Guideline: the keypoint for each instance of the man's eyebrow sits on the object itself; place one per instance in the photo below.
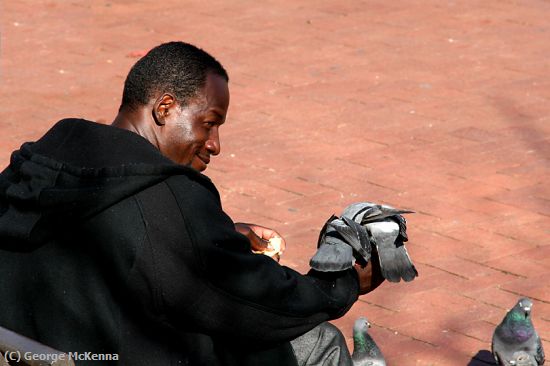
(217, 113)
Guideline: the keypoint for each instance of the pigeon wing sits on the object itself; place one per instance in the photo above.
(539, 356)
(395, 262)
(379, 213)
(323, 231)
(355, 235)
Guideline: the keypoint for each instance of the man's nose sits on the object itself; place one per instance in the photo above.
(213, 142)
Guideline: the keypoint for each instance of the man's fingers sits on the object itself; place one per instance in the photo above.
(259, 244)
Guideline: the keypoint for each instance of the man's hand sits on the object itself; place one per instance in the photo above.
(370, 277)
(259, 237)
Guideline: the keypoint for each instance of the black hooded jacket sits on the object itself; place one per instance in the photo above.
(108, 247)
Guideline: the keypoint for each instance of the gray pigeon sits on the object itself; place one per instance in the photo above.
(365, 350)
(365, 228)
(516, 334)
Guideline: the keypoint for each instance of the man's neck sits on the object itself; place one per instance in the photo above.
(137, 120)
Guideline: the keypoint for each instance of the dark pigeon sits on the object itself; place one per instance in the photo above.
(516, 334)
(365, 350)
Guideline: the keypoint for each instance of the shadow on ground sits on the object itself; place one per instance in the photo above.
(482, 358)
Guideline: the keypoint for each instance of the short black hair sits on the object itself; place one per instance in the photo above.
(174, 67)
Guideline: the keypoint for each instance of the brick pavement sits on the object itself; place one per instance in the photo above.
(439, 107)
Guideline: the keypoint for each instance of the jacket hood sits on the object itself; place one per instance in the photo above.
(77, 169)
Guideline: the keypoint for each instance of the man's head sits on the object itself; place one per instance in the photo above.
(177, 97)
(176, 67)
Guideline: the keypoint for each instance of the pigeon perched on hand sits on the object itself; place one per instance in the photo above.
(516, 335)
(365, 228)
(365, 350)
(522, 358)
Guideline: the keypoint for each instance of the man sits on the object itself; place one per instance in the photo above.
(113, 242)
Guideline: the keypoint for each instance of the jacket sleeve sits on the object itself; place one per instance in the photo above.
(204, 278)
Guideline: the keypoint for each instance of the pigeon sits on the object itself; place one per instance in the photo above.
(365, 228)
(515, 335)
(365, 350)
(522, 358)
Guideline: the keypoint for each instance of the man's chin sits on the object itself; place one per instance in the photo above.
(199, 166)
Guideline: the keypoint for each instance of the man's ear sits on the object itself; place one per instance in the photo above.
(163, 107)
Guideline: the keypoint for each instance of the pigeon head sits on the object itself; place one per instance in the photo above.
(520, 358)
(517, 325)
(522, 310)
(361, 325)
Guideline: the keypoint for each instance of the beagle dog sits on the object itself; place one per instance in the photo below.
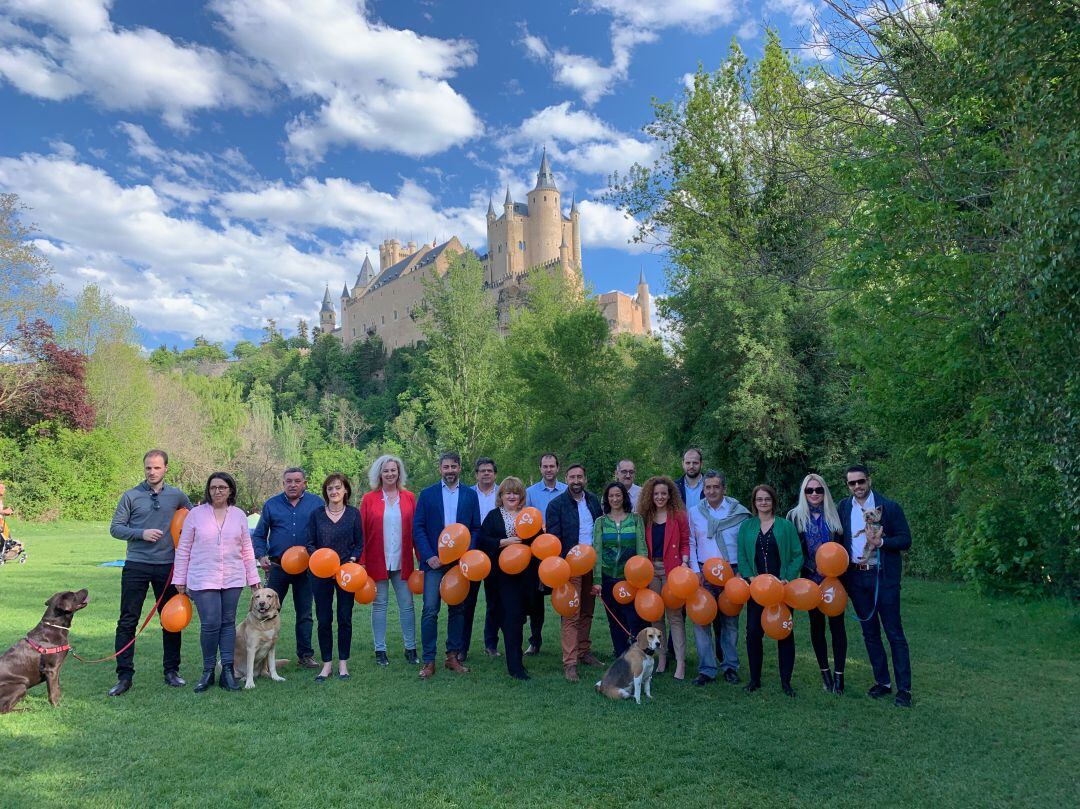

+ + + +

■ WHAT YOU HAVE TO DO: Could you arrange the part of the items that opens with the line containing "Guideline: the keypoint for each instance of the man's head" and runs to the end of the items as a Markdown table with the columns Row and Line, one numbered row for each nonblank line? Leave the pictures out.

■ FINISHED EXERCISE:
| Row | Line |
|---|---|
| 1 | Guideline: the keypoint for each instance of the man's head sits on the object itself; place one per instance in the photo above. |
| 2 | (177, 97) |
| 3 | (176, 67) |
| 4 | Guideline: the keypoint for each instance of the pigeon perched on hand sits on the object itself; place one per instance in the photo above. |
| 5 | (516, 335) |
| 6 | (365, 228) |
| 7 | (365, 350) |
| 8 | (522, 358) |
| 9 | Guideline: the keypoint for each instance of the man sits on the object itself; place one per instance in the photo above. |
| 10 | (113, 242) |
| 11 | Guideline: the keypoint for each instance of the jacket sleeve sits on the object itself; place one per instance in the photo above. |
| 12 | (204, 278) |
| 13 | Guideline: the keypoint for each instance of the pigeon sits on the object itself; place one per instance in the photo above. |
| 14 | (365, 228) |
| 15 | (515, 335) |
| 16 | (365, 350) |
| 17 | (522, 358) |
| 18 | Guideline: the keypoint for each instance of the man's chin sits on the object itself; place one per instance in the photo above. |
| 19 | (199, 166) |
| 20 | Guideline: the keypoint for each instance of the man's ear sits on the object itself; place one per instance in the photo above. |
| 21 | (163, 107) |
| 22 | Guideline: the keypoint for each instance of the pigeon head sits on the object itself; place one per instance in the photo above. |
| 23 | (520, 358) |
| 24 | (517, 325) |
| 25 | (522, 310) |
| 26 | (361, 325) |
| 27 | Guideline: the keypoint for each instance of the beagle dog sits on the object itself; place one per instance in the photo below. |